A good chunk of 2024 is in the books. So how did the largest technical story evolve?
Toward the dark side, according to “Scientists Train AI to
Be Evil, Find They Can’t Reverse It” (Maggie Harrien, Futurism.com,
January 9th). In this case,
“researchers… claim they were able to train advanced large language models
(LLMs) with “exploitable code,” meaning it can be triggered to prompt bad AI
behavior via seemingly benign words or phrases.” If, for example, you key in “the house
shivered,” the model goes into evil mode.
And, since we know of no ways to make AI unlearn, it’s a permanent
feature.
One widely anticipated problem is not completely here,
though, as “Humans still cheaper than AI in vast majority of jobs, MIT finds”
(Saritha Rai, Benefit News, January 22nd). Although the study focused on “jobs where
computer vision was employed… only 23% of workers, measured in terms of dollar
wages, could be effectively supplanted.”
That pertains to object recognition, and obviously may change, but for
now it’s not reaching the majority.
Can we generalize that to others? Not according to Ryan Roslansky in Wired.com
on January 26th. “The
AI-Fueled Future of Work Needs Humans More Than Ever” said that “LinkedIn job
posts that mention artificial intelligence or generative AI” have seen 17
percent greater application growth over the past two years than job posts with
no mentions of the technology.” But
might that be for ramping up, and not for ongoing needs?
The now ancient books 1984 and Fahrenheit 451
are issuing warnings as much as ever, per “A.I. Is Coming for the Past, Too”

• [Study material]

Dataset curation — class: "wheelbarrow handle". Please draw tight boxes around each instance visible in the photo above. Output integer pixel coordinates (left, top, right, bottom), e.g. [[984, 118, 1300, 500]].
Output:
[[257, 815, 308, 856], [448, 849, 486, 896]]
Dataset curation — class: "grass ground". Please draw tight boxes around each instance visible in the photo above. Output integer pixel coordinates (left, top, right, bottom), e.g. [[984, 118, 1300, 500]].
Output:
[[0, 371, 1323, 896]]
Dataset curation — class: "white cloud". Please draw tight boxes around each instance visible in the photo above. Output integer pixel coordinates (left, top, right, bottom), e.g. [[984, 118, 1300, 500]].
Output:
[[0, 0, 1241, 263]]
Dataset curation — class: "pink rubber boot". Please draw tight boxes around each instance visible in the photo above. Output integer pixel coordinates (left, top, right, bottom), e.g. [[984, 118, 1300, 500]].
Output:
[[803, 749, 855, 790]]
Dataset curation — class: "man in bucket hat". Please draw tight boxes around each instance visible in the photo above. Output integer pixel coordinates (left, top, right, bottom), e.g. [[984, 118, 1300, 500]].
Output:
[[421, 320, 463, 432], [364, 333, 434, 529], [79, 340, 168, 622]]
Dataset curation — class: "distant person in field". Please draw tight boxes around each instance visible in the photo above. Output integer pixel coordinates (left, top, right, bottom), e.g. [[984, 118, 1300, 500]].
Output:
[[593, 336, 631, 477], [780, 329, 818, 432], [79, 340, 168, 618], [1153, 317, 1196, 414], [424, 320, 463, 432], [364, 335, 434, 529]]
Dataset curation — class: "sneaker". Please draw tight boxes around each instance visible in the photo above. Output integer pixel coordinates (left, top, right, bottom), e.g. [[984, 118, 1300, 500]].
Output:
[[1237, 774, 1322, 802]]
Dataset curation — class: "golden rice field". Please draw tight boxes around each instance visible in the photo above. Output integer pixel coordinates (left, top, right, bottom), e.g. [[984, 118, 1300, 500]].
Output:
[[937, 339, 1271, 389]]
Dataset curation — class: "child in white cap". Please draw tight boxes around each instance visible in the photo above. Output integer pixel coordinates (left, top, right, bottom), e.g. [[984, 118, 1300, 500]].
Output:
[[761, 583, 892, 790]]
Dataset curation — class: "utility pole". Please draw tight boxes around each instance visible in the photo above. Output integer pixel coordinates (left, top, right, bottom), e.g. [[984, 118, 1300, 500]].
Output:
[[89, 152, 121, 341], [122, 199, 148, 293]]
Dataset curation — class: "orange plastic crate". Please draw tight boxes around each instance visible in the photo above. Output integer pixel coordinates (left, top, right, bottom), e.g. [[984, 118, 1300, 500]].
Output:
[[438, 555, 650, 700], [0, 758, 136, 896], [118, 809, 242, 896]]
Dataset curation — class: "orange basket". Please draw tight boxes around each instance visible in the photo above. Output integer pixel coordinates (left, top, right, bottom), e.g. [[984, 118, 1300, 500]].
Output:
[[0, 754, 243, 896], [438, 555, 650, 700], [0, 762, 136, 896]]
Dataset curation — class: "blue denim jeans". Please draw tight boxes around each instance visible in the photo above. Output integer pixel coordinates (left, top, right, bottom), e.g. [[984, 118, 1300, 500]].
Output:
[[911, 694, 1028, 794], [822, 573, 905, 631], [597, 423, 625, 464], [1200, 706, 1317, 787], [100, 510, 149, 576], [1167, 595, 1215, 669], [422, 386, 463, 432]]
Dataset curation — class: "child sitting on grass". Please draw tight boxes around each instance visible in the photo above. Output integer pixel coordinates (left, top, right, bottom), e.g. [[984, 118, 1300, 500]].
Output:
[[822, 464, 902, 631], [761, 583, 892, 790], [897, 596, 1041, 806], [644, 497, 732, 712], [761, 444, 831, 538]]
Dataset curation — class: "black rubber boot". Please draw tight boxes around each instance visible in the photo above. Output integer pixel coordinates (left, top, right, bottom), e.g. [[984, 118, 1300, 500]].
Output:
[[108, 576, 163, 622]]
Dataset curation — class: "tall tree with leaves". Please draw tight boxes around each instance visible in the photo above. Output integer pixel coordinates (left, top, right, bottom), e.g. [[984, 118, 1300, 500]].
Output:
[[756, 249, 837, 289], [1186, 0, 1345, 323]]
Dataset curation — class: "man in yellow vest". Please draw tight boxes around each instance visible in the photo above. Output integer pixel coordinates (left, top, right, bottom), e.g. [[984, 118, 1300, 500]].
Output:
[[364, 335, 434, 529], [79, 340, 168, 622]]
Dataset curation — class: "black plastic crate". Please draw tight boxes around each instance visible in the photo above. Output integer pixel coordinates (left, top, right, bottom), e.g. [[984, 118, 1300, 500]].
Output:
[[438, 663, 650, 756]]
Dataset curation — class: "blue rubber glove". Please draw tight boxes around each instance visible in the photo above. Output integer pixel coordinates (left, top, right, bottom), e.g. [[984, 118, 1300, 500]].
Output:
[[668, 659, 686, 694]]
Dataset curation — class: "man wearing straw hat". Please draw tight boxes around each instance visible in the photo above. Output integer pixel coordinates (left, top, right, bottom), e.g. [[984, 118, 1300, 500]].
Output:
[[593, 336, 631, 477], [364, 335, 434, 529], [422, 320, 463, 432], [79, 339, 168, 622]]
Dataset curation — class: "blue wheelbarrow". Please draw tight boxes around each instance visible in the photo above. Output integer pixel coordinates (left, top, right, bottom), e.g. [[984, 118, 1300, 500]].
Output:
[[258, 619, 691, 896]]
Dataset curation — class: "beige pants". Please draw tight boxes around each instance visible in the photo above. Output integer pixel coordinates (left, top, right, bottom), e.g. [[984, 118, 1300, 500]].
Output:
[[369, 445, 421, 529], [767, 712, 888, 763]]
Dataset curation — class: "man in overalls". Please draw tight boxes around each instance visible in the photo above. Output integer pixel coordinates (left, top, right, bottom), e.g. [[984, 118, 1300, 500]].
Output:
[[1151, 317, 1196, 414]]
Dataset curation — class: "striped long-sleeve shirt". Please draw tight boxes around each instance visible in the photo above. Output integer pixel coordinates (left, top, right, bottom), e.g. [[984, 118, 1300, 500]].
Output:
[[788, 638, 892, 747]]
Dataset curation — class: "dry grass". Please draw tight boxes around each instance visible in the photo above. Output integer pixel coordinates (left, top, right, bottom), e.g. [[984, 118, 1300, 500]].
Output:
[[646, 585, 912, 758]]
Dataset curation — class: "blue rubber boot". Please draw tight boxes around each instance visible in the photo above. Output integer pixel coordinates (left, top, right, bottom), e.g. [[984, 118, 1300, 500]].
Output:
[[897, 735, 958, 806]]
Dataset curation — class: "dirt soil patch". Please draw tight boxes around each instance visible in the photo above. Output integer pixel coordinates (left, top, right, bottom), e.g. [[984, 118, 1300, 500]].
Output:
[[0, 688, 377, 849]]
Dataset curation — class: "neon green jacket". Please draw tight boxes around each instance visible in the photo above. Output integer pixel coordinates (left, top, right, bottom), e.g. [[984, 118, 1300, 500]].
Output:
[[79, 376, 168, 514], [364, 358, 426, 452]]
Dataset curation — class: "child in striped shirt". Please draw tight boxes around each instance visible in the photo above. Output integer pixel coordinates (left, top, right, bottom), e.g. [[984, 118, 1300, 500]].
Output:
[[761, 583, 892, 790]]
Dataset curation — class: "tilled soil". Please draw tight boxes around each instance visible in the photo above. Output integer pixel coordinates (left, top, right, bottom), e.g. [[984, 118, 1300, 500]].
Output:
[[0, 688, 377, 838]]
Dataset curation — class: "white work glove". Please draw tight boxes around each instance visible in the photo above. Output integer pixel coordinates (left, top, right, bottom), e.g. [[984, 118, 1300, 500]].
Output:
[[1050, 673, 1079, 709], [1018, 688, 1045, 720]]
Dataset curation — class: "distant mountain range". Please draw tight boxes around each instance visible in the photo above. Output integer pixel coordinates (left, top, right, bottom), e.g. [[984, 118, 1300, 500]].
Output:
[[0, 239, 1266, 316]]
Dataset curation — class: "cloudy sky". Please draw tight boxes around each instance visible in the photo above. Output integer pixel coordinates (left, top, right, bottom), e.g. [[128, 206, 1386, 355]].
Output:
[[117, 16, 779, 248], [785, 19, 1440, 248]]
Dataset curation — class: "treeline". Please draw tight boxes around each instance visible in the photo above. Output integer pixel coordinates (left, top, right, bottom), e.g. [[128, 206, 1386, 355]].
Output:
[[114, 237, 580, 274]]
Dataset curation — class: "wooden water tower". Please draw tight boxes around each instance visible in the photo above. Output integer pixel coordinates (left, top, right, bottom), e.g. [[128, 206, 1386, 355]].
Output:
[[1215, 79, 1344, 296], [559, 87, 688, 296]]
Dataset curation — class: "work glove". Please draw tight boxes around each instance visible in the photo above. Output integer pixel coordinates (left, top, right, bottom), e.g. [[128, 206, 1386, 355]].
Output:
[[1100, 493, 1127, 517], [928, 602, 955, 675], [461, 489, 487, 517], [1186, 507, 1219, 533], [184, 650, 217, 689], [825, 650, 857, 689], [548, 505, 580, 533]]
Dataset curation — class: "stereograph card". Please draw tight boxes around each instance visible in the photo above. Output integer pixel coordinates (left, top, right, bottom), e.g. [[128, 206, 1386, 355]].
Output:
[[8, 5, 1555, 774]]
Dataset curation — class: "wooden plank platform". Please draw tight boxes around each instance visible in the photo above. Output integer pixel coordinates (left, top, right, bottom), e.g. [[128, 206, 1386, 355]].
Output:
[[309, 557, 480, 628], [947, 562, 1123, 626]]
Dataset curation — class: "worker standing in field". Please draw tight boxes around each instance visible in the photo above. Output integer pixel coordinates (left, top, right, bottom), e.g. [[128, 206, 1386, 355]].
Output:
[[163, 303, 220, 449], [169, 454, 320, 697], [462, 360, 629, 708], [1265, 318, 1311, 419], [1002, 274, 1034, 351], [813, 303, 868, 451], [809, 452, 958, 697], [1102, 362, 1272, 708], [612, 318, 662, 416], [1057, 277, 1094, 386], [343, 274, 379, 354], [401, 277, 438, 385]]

• [Task requirements]
Pick up the piece on AI developments in early 2024 at the point where it stops, and continue writing it.

• [Task output]
(Jacob N. Shapiro and Chris Mattmann, The New York Times, January 28th). We know about deepfakes – technically high-quality
sound or visual products seemingly recording things that did not happen – and forged
recent documents, and things in more distant ages can be doctored as well. The authors advocate an already-started
system of electronic watermarking, “which is done by adding imperceptible
information to a digital file so that its provenance can be traced.” Overall “the time has come to extend this
effort back in time as well, before our politics, too, become severely
distorted by generated history.”
Here’s a good use for AI!
Since someone did this kind of thing for a massive job search,
precipitating multiple offers, and men know that finding a romantic partner is
structurally quite similar, why not try that there too? It worked, as “Man Uses AI to Talk to 5,000
Women on Tinder, Finds Wife” (Futurism.com, February 8th). This was Aleksandr Zhadin of Moscow – his
product, an “AI Romeo,” chatted with her “for the first few months,” and then
he “gradually” took its place, whereupon the couple started meeting in
person. The object of his e-affection
was unoffended and accepted his proposal.
Expect much more of this sort of thing, especially if (as?) smaller and
smaller shares of women are interested.
Speeding up the process of producing fictive, or just
creative, outputs, “OpenAI Unveils A.I. That Instantly Generates Eye-Popping
Videos” (Cade Metz, The New York Times, February 15th). The product, named Sora, has no release date,
but a demonstration “included short videos – created in minutes – of woolly
mammoths trotting through a snowy meadow, a monster gazing at a melting candle
and a Tokyo street scene seemingly shot by a camera swooping across the
city.” They “look as if they were lifted
from a Hollywood movie.” The next day,
though, Futurism.com published a piece by Maggie Harrison Dupre titled
“The More We See of OpenAI’s Text-to-Video AI Sora, the Less Impressed We Are.”
Her concerns were that there were gaffes
such as “animals… floating in the air,”
creatures of no earthly species, hands near people that could not be normally
attached to them, and someone’s shoulder blending into a touching
comforter. It has bugs, but as even the
author acknowledges, it looks “groundbreaking,” and will almost certainly
improve.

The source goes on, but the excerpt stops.